++++ Page extract ++++

Powles was seconded to the New Zealand Expeditionary Force (NZEF), raised for service in the war, and, holding the rank of captain, was appointed as the brigade major of the New Zealand Mounted Rifles Brigade. This brigade departed New Zealand with the main body of the NZEF in mid-October 1914, destined for the Middle East. Once they had arrived at Alexandria, in Egypt, in December 1914, the troops of the NZEF expected to continue onto Europe after a period of training.

However, in early April 1915, military planners in London decided that the NZEF would be part of the Allied forces that would open up a new front in the Middle East, by landing on the Gallipoli Peninsula. It was not until May that Powles's brigade was landed, sans horses, at Gallipoli. Powles would serve throughout the campaign at Gallipoli and in its final stages was commander of the Canterbury Mounted Rifles Regiment. For his services at Gallipoli he was awarded the Distinguished Service Order as well as being twice mentioned in despatches.

In early 1916, as part of the reorganisation of the NZEF that followed the Allied evacuation from Gallipoli, the Australian and New Zealand Mounted Division was formed with Powles, promoted to acting lieutenant colonel, appointed assistant adjutant and quartermaster general. He would serve with the division for the next two years as it campaigned in the Sinai Desert and into Palestine. He was made a Companion of the Order of St Michael and St George in April 1918, the citation noting it was in recognition of his services during the operations to capture Jerusalem. He had already been mentioned twice in despatches earlier in the Sinai and Palestinian campaign and was later awarded the Egyptian Order of the Nile, 3rd Class.

++++ Extracted entries ++++

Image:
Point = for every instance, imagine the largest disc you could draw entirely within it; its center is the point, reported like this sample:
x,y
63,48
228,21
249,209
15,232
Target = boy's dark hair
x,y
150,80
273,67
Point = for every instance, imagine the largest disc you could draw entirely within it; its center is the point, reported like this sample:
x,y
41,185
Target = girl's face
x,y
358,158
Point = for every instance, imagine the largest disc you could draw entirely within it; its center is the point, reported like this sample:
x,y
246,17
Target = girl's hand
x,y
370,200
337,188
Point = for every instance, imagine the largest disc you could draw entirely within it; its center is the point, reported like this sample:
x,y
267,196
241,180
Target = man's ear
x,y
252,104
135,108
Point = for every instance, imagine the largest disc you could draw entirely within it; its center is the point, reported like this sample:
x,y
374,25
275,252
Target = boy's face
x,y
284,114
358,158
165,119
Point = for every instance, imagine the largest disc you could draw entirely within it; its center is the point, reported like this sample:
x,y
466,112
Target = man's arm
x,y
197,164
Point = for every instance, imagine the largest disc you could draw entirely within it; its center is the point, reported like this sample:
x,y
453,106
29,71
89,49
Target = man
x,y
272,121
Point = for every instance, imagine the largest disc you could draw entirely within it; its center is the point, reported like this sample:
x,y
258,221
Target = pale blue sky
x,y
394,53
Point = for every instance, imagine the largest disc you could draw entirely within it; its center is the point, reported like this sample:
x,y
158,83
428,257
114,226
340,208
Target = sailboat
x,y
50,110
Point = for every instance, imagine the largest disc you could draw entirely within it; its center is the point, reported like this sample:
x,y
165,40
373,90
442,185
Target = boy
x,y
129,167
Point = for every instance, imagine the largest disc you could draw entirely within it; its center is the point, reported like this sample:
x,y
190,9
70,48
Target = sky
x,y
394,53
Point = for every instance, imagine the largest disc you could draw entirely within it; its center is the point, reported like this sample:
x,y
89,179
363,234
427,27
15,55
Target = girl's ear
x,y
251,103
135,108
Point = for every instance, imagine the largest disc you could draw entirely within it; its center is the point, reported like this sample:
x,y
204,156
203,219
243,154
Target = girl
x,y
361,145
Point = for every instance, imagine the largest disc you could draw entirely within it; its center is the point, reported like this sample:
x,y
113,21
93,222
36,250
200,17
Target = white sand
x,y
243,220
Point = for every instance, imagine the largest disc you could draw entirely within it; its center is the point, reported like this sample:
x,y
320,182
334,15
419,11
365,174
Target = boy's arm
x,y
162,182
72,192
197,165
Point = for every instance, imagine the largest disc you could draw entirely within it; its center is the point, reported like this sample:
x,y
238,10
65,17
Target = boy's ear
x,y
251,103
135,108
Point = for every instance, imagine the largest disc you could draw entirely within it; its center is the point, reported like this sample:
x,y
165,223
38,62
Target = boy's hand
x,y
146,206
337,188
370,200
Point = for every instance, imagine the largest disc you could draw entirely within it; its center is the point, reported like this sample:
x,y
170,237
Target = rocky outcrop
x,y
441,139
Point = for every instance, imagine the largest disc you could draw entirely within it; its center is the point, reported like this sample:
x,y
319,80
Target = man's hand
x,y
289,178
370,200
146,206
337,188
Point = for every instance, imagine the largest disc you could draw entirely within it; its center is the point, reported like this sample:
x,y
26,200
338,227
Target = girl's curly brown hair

++++

**Task set**
1/ In the text on Powles's military career, what rank did Powles hold when he was appointed brigade major of the New Zealand Mounted Rifles Brigade?
2/ Continue the text on Powles's military career from its final sentence.

**Answers to this exercise**
1/ He held the rank of captain.

2/
In June Powles was sent to Europe, where he was seconded to the British 61st Division, serving with it until the end of the war. He returned to New Zealand in March 1919. He was followed by his horse Bess, which had been his mount throughout the campaign in the Middle East; she was one of only four horses to return to New Zealand out of the ten thousand that departed the country during the war.

==Postwar period==
Resuming his career with the New Zealand Staff Corps, Powles was based at Trentham Military Camp initially as second-in-command of the instructing facilities there and then as commandant of the camp itself. Over the next few years, he worked on an official history of the Sinai and Palestine campaign. This was based on a draft originally prepared by Major A. H. Wilkie, another veteran of the fighting in the Middle East, and was published in 1922 as The New Zealanders in Sinai and Palestine. This work, which was favourably reviewed, became the primary reference for New Zealand's contribution to the campaign in the Middle East for the next several decades.

In April 1922 Powles went to Wellington to serve as a staff officer on the headquarters of the New Zealand Military Forces. The following year he was appointed chief of staff to Major General Edward Chaytor, holding the rank of colonel. His final post before his retirement in December 1927 was as commander of the Central Military District.

==Later life==
Returning to civilian life, Powles became the principal of the agricultural college at Flock House in Bulls. He took his horse Bess with him and when she died in 1934, Powles erected a memorial for her nearby Flock House and this subsequently came to informally be seen as a tribute to all of New Zealand's war horses. During the Second World War he was recalled to duty and served as the commandant of Waiouru Military Camp from 1941 until the cessation of hostilities. He then returned to civilian life. Powles died at Te Horo near Wellington on 17 March 1951. His son, Guy Powles, was a diplomat and in 1962 became New Zealand's first ombudsman.

==Publications==
- The New Zealanders in Sinai and Palestine – Lieut.-Colonel. C. Guy Powles (1922)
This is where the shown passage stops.